Write down every entry below once more, exactly.

::: Source records

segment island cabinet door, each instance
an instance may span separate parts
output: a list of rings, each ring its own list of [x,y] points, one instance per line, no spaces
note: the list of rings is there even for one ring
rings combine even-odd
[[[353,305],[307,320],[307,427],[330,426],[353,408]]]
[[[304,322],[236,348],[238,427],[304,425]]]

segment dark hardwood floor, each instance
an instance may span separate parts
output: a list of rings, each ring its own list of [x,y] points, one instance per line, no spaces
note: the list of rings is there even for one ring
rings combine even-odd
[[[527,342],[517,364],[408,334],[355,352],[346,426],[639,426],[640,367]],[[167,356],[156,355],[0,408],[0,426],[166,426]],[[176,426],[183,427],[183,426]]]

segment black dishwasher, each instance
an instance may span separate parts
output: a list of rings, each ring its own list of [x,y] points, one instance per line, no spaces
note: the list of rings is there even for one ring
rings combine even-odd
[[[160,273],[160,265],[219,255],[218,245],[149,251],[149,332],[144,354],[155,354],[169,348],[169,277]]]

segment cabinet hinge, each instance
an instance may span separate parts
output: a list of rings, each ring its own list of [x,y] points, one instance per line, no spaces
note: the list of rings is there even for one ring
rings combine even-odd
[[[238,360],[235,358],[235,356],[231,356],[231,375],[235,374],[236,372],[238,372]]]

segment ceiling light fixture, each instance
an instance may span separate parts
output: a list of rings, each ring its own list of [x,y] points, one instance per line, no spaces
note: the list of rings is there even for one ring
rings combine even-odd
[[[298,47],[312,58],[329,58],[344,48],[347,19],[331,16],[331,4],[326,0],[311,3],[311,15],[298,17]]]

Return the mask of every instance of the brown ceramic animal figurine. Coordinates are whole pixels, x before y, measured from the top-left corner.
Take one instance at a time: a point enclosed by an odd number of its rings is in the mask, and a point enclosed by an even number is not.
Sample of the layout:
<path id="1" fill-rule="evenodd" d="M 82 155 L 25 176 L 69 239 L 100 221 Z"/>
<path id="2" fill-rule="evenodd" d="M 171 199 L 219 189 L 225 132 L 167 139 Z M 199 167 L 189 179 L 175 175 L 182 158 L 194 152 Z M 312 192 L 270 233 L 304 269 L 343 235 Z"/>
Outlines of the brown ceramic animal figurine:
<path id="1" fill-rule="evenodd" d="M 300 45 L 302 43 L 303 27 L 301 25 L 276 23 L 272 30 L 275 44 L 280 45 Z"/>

::::::

# Written response
segment island cabinet door, each instance
an instance may span separate parts
output: a list of rings, each ring its own list of [x,y] points, one instance per line, no spaces
note: the list of rings is there even for one ring
rings combine even-odd
[[[353,305],[307,320],[307,427],[330,426],[353,408]]]
[[[304,322],[236,348],[238,427],[304,425]]]

segment dark hardwood floor, each instance
an instance may span separate parts
output: a list of rings, each ring its own list of [x,y] points, one instance per line, no spaces
note: the list of rings is there even for one ring
rings combine even-odd
[[[527,342],[517,364],[408,334],[355,352],[346,426],[639,426],[640,367]],[[167,356],[156,355],[0,408],[0,426],[166,426]],[[176,426],[183,427],[183,426]]]

segment black dishwasher, each instance
an instance may span separate parts
output: a list of rings, each ring its own list of [x,y] points, one instance per line, no spaces
note: the list of rings is there even for one ring
rings combine even-odd
[[[160,273],[160,265],[219,255],[218,245],[149,251],[149,332],[144,354],[155,354],[169,348],[169,277]]]

segment cabinet hinge, each instance
an instance may span separate parts
output: a list of rings, each ring its own list of [x,y] points, one instance per line, no spaces
note: the list of rings is there even for one ring
rings combine even-odd
[[[238,360],[235,358],[235,356],[231,356],[231,375],[235,374],[236,372],[238,372]]]

segment ceiling light fixture, each instance
an instance may span separate parts
output: a list of rings, each ring its own list of [x,y] points, one instance per line, no spaces
note: the list of rings is there even for one ring
rings combine even-odd
[[[298,47],[312,58],[329,58],[344,48],[347,19],[331,16],[331,4],[326,0],[311,3],[311,15],[298,17]]]

Return the mask of every instance of the brown ceramic animal figurine. Coordinates are whole pixels, x before y, measured from the top-left corner.
Take one instance at a time: a point enclosed by an odd number of its rings is in the mask, and a point enclosed by an even number is not.
Sample of the layout:
<path id="1" fill-rule="evenodd" d="M 82 155 L 25 176 L 69 239 L 100 221 Z"/>
<path id="2" fill-rule="evenodd" d="M 171 199 L 219 189 L 225 132 L 167 139 Z M 199 167 L 189 179 L 175 175 L 182 158 L 194 152 Z M 312 192 L 270 233 L 304 269 L 343 235 Z"/>
Outlines of the brown ceramic animal figurine:
<path id="1" fill-rule="evenodd" d="M 300 45 L 302 43 L 303 27 L 301 25 L 276 23 L 272 30 L 275 44 L 280 45 Z"/>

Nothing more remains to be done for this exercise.